EXERCISE GOAL ▸
Copy down all of the data underneath, exactly as shown.

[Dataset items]
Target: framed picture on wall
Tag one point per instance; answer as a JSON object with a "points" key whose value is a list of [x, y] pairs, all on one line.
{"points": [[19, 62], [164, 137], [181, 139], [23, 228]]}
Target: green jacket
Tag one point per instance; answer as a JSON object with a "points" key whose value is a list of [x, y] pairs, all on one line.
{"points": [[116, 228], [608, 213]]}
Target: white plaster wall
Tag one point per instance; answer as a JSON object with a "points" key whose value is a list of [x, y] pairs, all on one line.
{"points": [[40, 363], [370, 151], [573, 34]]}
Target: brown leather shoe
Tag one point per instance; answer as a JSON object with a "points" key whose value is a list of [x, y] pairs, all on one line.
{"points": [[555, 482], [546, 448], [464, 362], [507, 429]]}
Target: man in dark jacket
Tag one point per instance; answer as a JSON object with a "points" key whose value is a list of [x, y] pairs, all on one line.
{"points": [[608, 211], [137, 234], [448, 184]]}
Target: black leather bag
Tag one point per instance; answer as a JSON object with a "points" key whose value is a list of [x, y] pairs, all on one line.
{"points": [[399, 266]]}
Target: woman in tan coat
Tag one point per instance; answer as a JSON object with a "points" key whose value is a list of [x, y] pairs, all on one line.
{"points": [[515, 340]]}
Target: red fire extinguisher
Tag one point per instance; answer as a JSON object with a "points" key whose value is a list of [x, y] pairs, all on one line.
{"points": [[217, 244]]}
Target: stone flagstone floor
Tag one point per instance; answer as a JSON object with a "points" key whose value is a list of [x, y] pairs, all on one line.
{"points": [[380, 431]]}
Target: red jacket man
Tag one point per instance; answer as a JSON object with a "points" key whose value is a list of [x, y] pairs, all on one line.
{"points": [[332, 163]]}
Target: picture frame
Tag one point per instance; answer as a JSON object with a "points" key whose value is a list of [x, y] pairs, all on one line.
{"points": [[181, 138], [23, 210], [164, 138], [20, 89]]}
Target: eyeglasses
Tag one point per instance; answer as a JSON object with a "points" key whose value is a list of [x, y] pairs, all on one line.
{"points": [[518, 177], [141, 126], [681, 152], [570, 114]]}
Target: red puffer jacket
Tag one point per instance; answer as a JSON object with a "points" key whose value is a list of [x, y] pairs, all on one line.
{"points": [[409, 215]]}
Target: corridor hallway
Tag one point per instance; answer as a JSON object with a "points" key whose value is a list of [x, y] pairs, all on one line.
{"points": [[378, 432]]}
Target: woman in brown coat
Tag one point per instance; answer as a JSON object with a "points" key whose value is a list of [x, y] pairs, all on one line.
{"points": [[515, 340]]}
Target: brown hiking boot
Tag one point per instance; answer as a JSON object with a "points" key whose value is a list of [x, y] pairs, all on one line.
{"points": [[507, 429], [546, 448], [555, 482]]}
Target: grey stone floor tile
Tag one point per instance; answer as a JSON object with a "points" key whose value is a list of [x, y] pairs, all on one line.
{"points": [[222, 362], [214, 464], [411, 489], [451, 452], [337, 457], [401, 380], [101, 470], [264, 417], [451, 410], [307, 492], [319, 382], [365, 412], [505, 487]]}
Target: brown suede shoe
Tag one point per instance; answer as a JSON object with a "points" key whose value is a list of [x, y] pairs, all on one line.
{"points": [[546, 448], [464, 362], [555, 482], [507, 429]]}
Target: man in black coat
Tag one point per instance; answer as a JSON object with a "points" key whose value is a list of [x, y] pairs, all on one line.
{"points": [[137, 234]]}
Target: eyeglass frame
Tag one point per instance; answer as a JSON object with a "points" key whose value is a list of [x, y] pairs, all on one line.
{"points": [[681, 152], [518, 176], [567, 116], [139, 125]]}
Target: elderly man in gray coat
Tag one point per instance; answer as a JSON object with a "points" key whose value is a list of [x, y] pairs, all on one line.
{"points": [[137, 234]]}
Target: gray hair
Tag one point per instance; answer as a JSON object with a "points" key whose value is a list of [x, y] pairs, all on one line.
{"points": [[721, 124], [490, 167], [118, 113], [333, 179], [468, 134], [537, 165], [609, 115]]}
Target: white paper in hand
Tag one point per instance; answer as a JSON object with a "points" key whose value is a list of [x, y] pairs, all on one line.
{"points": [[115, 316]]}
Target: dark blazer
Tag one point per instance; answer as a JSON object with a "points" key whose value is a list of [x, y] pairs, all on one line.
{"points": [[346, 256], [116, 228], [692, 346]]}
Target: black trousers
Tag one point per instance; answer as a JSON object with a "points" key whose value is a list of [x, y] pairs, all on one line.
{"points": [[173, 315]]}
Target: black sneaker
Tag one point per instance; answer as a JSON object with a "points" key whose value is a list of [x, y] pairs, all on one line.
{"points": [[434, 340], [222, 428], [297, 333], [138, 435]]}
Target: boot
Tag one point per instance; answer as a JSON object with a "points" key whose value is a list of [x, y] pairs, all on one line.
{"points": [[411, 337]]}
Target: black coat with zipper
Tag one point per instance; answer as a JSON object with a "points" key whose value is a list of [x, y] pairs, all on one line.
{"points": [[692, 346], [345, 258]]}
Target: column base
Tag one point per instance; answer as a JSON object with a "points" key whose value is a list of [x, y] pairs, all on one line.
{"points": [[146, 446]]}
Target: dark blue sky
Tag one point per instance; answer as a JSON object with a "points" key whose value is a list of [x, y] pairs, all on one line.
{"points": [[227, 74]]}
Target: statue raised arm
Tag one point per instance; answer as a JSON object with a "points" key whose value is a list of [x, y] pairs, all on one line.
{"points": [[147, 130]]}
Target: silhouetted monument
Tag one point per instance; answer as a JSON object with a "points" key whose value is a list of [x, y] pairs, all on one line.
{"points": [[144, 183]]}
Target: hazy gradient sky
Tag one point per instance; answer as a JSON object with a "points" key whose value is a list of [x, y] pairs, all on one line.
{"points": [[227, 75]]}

OUTPUT BELOW ▸
Target: framed picture on wall
Tag one point per instance; answer as a JSON object with a "points" key whose value is a list of [x, y] pairs, all on one line.
{"points": [[19, 62], [164, 137], [181, 139], [23, 228]]}
Target: green jacket
Tag one point per instance; answer as a JSON object with a "points" key whose value is a list of [x, y] pairs, all on one line.
{"points": [[116, 228], [608, 213]]}
Target: white plaster wall
Tag one point per instance; answer as a JSON object with a "points" key whose value is a list of [x, y] pairs, all on one line.
{"points": [[40, 363], [370, 151], [573, 34]]}
Target: brown leather shoe
Tag one point per instance; answer as a JSON object with a "points" key whose value is a list of [x, y] pairs, all on one line.
{"points": [[555, 482], [546, 448], [464, 362], [507, 429]]}
Target: man in dark jacket
Tag one point per instance; answer as a JSON object with a "points" key whose value is a list of [x, y] pairs, all on one line.
{"points": [[608, 211], [137, 234], [448, 184]]}
Target: black leather bag
Tag one point per instance; answer as a JSON object with a "points" key whose value is a list of [x, y] pairs, all on one line.
{"points": [[399, 266]]}
Target: woman in tan coat
Tag one point per instance; answer as a JSON object with a "points" key whose value is a list of [x, y] pairs, all on one line.
{"points": [[515, 340]]}
Target: red fire extinguisher
Tag one point per instance; answer as a JSON object with a "points" key whose value is a list of [x, y] pairs, all on one line.
{"points": [[217, 244]]}
Target: stone flagstone floor
Tag one point per instance; answer as a JSON object with a "points" key whose value is a list of [x, y] pairs, all on one line.
{"points": [[380, 431]]}
Target: red jacket man
Tag one point per instance; answer as a JSON object with a "points" key whose value is a list of [x, y] pairs, all on one line.
{"points": [[332, 163]]}
Target: picture frame
Tag one point per instance; answer as a JSON object with a "points" key whose value is a list of [x, y] pairs, all on one line.
{"points": [[181, 138], [23, 210], [164, 138], [20, 89]]}
Target: eyeglasses
Tag one point per instance; answer as a JSON object with a "points" key whose value is a list of [x, y] pairs, all on one line.
{"points": [[518, 177], [141, 126], [681, 152], [570, 114]]}
Target: red puffer jacket
Tag one point per instance; answer as a JSON object with a "points" key whose value is a list of [x, y] pairs, all on one line.
{"points": [[409, 215]]}
Target: corridor hallway
Tag one point per instance; answer as a JSON object with a "points" key whose value is a list of [x, y] pairs, all on one line.
{"points": [[378, 432]]}
Target: woman in brown coat
Tag one point per instance; answer as a JSON object with a "points" key whose value is a list of [x, y] pairs, all on one line.
{"points": [[515, 340]]}
Target: brown hiking boot
Tag one point per instance; answer as a JSON object with a "points" key whose value is a list of [x, y] pairs, all on one line.
{"points": [[507, 429], [546, 448], [555, 482]]}
Target: grey stone floor tile
Tag one point per instance; answer as a JSON object with a "points" key whose value is a list of [x, y] pairs, all on one line.
{"points": [[222, 362], [214, 464], [411, 489], [451, 452], [337, 457], [401, 380], [101, 470], [264, 417], [451, 410], [307, 492], [319, 382], [365, 412], [505, 487]]}
Target: brown suede shoe
Tag one point per instance; answer as a JSON object with a "points" key whose value is a list of [x, y] pairs, all on one line.
{"points": [[546, 448], [464, 362], [555, 482], [507, 429]]}
Target: man in black coat
Tag one point per instance; answer as a JSON object with a "points" key whose value is a list of [x, y] pairs, all on one line.
{"points": [[137, 234]]}
Target: eyeglass frame
Tag one point per instance; answer as a JSON object with a "points" key whose value is a list of [x, y] pairs, all on one line.
{"points": [[681, 152], [518, 176], [567, 116], [139, 125]]}
Target: elderly man in gray coat
Tag one point per instance; answer as a JSON object with a "points" key whose value is a list of [x, y] pairs, all on one line.
{"points": [[137, 234]]}
Target: gray hair
Tag one point per instance; answer as a JSON object with a "points" key whose value is a list of [x, y] pairs, all on one line.
{"points": [[721, 124], [490, 167], [118, 113], [333, 179], [468, 134], [537, 165], [609, 115]]}
Target: white paper in hand
Tag one point per instance; answer as a JSON object with a "points" key whose value is a list of [x, y] pairs, all on one line.
{"points": [[115, 316]]}
Target: dark blazer
Tag one point per instance; answer as a JSON object with a "points" key whose value is a list of [x, y] pairs, all on one line.
{"points": [[346, 256], [116, 228], [692, 346]]}
Target: black trousers
Tag one point per instance; answer as a JSON object with a "points" key whose value is a list of [x, y] pairs, all on one line.
{"points": [[173, 315]]}
Target: black sneaker
Tag one point per instance; answer as a JSON object with a "points" key whose value is a list of [x, y] pairs, all on one line.
{"points": [[434, 340], [222, 428], [297, 333], [138, 435]]}
Target: boot
Tag one point per instance; answer as a JSON object with a "points" key whose value is a list of [x, y] pairs, all on one line.
{"points": [[411, 337]]}
Target: black coat with zipper
Tag one point per instance; answer as a JSON object with a "points" key whose value is a list of [x, y] pairs, all on one line.
{"points": [[692, 346], [345, 258]]}
Target: column base
Tag one point per instance; answer as a JSON object with a "points" key whose value is a list of [x, y] pairs, all on one line.
{"points": [[146, 446]]}
Target: dark blue sky
Tag one point per instance; answer as a JSON object with a "points" key whose value is a list of [x, y] pairs, all on one line.
{"points": [[227, 74]]}
Target: statue raised arm
Tag one point per instance; answer as a JSON object with a "points" key whose value is a list of [x, y] pairs, all on one line.
{"points": [[147, 130]]}
Target: silhouetted monument
Tag one point per instance; answer as a JSON object with a "points" key whose value is a list of [x, y] pairs, all on one line.
{"points": [[144, 183]]}
Target: hazy gradient sky
Tag one point per instance; answer as a JSON object with a "points" key whose value is a list of [x, y] pairs, all on one line.
{"points": [[227, 75]]}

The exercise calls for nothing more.